[Stored dataset items]
======

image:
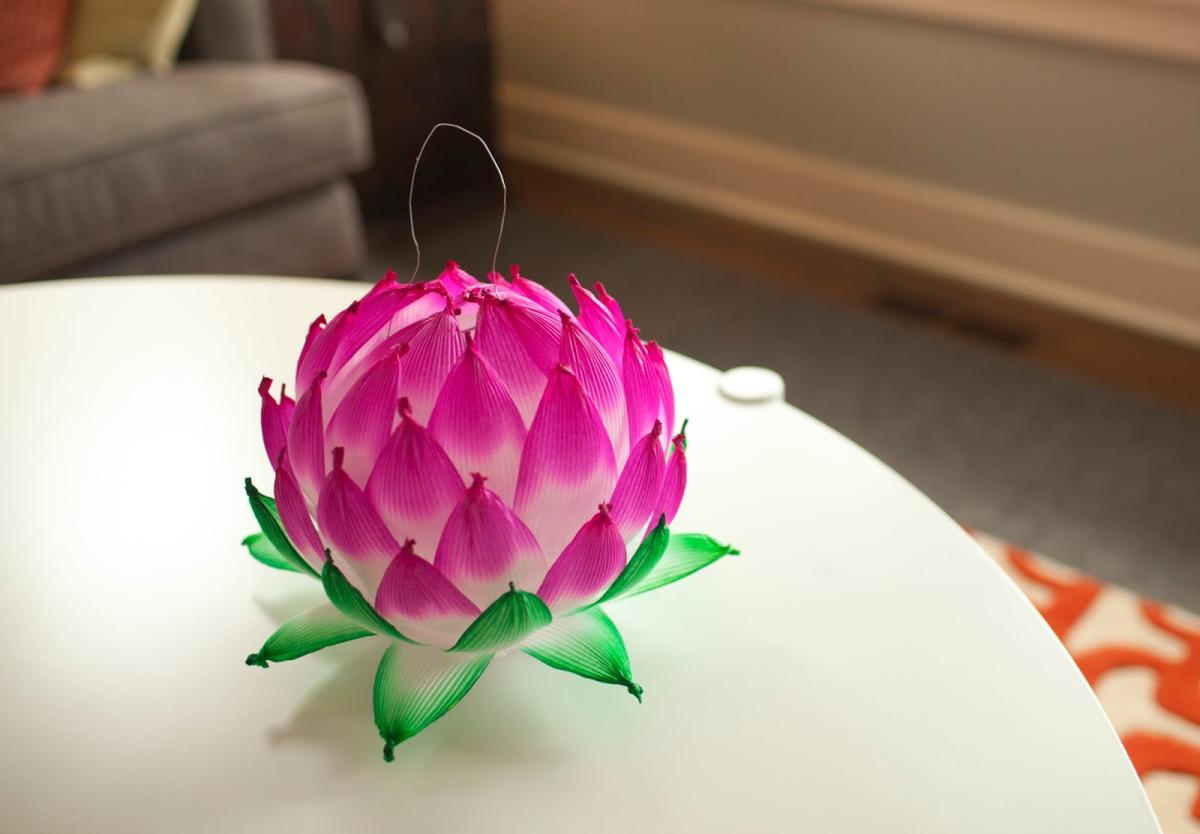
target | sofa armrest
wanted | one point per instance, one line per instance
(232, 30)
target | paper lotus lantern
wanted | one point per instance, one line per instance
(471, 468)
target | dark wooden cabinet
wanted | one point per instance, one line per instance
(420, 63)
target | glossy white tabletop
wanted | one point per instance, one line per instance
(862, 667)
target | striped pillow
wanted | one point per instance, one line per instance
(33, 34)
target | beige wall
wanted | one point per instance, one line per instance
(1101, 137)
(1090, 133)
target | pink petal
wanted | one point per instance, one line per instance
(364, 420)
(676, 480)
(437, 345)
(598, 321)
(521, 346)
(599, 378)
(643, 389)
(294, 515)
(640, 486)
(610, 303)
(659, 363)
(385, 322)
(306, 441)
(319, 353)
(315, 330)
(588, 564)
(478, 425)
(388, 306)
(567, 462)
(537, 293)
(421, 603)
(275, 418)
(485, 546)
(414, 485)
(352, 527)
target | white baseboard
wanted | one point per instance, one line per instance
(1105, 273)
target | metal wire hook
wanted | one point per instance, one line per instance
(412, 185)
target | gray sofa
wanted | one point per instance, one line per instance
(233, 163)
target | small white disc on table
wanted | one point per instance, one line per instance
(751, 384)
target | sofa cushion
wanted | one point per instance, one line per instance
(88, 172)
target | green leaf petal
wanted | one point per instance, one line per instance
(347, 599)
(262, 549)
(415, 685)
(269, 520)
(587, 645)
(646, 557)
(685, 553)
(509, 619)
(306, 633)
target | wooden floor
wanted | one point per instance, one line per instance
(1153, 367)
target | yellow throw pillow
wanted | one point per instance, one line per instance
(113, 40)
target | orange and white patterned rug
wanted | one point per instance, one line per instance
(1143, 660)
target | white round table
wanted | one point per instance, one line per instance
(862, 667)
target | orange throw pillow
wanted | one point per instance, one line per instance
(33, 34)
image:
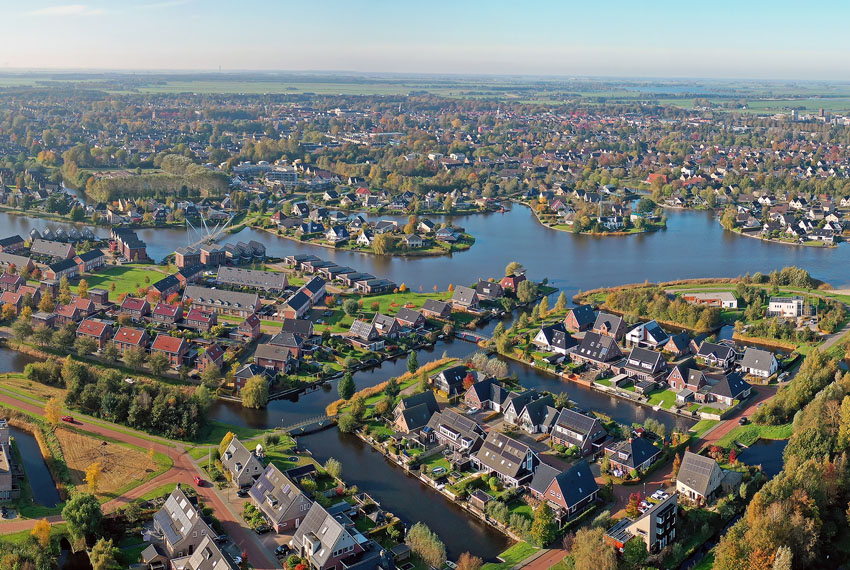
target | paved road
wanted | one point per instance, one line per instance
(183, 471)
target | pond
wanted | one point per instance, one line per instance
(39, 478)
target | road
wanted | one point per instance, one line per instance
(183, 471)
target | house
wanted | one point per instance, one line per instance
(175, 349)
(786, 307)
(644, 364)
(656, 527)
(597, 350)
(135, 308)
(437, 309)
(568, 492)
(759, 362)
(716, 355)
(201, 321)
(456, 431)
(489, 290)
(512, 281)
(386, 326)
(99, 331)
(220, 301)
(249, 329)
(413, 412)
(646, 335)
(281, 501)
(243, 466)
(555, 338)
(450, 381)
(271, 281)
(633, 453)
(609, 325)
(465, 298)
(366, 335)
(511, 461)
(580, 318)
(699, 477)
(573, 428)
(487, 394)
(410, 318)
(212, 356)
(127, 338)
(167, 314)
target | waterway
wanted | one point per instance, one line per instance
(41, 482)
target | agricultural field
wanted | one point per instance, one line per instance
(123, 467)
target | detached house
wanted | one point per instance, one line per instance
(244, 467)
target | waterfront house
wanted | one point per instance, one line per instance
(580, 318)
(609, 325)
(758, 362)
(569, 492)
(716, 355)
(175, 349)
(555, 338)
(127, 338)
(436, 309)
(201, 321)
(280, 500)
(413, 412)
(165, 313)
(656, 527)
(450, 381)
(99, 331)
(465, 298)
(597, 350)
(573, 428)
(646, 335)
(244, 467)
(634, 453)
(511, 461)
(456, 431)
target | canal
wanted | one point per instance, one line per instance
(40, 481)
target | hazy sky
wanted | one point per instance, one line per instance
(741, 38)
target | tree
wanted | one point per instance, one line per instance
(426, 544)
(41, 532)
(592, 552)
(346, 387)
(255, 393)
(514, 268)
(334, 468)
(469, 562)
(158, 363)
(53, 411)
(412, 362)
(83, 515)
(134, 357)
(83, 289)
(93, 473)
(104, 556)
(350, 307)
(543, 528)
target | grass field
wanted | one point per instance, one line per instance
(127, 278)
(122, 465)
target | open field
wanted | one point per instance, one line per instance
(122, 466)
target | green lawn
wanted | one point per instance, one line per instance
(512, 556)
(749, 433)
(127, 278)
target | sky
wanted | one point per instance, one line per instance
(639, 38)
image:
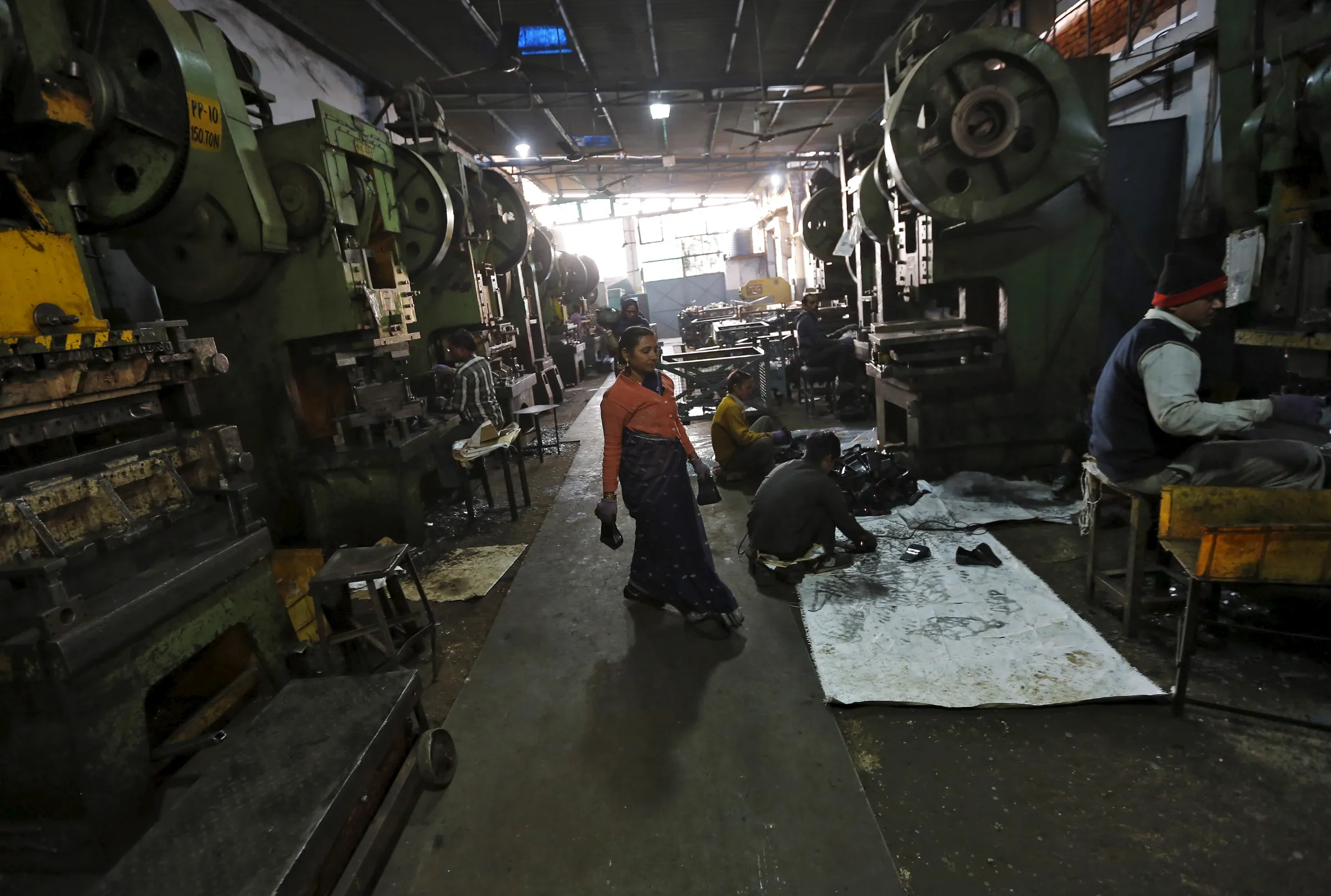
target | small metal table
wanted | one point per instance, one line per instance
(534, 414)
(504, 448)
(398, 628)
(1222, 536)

======

Without the pictures, write out the whole listing above exactly as it appears.

image:
target | sofa armrest
wanted | one point per instance, one line per instance
(232, 30)
target | paper lotus lantern
wanted | one point per instance, one line per instance
(471, 468)
target | dark wooden cabinet
wanted | one point per instance, one line per instance
(420, 63)
target | glossy white tabletop
wanted | one point per instance, one line per instance
(862, 667)
target | striped pillow
wanted | one point per instance, one line per instance
(33, 34)
target | beige wall
wanted | one point per instance, one line per instance
(1101, 137)
(1090, 133)
target | pink petal
wanted | one point per instance, one line per instance
(364, 420)
(676, 480)
(437, 345)
(598, 321)
(521, 346)
(599, 378)
(643, 389)
(294, 515)
(640, 486)
(610, 303)
(659, 363)
(385, 322)
(306, 441)
(319, 353)
(315, 330)
(588, 564)
(478, 425)
(388, 306)
(567, 462)
(537, 293)
(421, 603)
(275, 418)
(485, 546)
(414, 485)
(352, 527)
target | white baseboard
wanted | one point per instance, one line per instance
(1105, 273)
target | metal wire hook
wanted | one point per instance, one line per instance
(412, 185)
target | gray sofa
wanted | one point per instance, one line per instance
(233, 163)
target | small white disc on table
wanted | one point per instance, one line per instance
(751, 384)
target | sofa cushion
wanted | one point per instance, one line per instance
(88, 172)
target | green leaf petal
wanted | one point per instance, one line per instance
(347, 599)
(262, 549)
(415, 685)
(269, 520)
(587, 645)
(646, 557)
(685, 553)
(509, 619)
(306, 633)
target | wooden floor
wanted | one point per instance, one line per instance
(1153, 367)
target | yellow throw pillow
wanted | one point per instance, one line per instance
(113, 40)
target | orange and white patterned rug
wanted | one point per instance, one line per instance
(1143, 660)
target | white round table
wanted | one point per instance, one line per instance
(862, 667)
target | orange throw pillow
wanted | one point per instance, one line per instance
(33, 34)
image:
target | paved road
wanted | one point per instance, one line per instance
(183, 471)
target | pond
wanted | one point per instance, one line per instance
(39, 478)
target | road
wanted | one point per instance, one line per instance
(183, 471)
target | house
wanted | one point per instance, one line per instance
(175, 349)
(786, 307)
(644, 364)
(656, 527)
(597, 350)
(135, 308)
(437, 309)
(568, 492)
(759, 362)
(716, 355)
(201, 321)
(456, 431)
(489, 290)
(512, 281)
(386, 326)
(99, 331)
(220, 301)
(249, 329)
(413, 412)
(646, 335)
(281, 501)
(243, 466)
(555, 338)
(450, 381)
(271, 281)
(633, 453)
(609, 325)
(465, 298)
(366, 335)
(511, 461)
(580, 318)
(699, 477)
(573, 428)
(487, 394)
(410, 318)
(212, 356)
(127, 338)
(167, 314)
target | waterway
wanted | one point per instance, one line per instance
(41, 482)
target | agricultural field
wanted | one point per instance, one line per instance
(123, 467)
target | detached house
wanted | one point per instance, one line per instance
(244, 467)
target | waterfront house
wanted | one point per instance, one line per instance
(580, 318)
(609, 325)
(758, 362)
(569, 492)
(716, 355)
(175, 349)
(555, 338)
(127, 338)
(436, 309)
(201, 321)
(280, 500)
(413, 412)
(165, 313)
(656, 527)
(450, 381)
(99, 331)
(465, 298)
(597, 350)
(573, 428)
(646, 335)
(244, 467)
(634, 453)
(511, 461)
(456, 431)
target | canal
wanted | one point per instance, one line per instance
(40, 481)
target | hazy sky
wanted | one point per instance, one line per instance
(741, 38)
target | tree
wanted | one point per instance, one line per instance
(426, 544)
(41, 532)
(592, 552)
(346, 387)
(255, 393)
(514, 268)
(334, 468)
(469, 562)
(158, 363)
(53, 411)
(412, 362)
(83, 515)
(134, 357)
(83, 289)
(93, 473)
(104, 556)
(350, 307)
(543, 528)
target | grass field
wanted | one point per instance, one line per instance
(127, 278)
(122, 465)
target | open field
wanted | one point per instance, one line per instance
(122, 466)
target | green lawn
wanted | one point per instance, one line per instance
(512, 556)
(749, 433)
(127, 278)
target | sky
wanted | one point per instance, one line per instance
(639, 38)
image:
target | small metal table
wanted | one point per instance, one line per instance
(534, 414)
(504, 448)
(398, 628)
(1222, 536)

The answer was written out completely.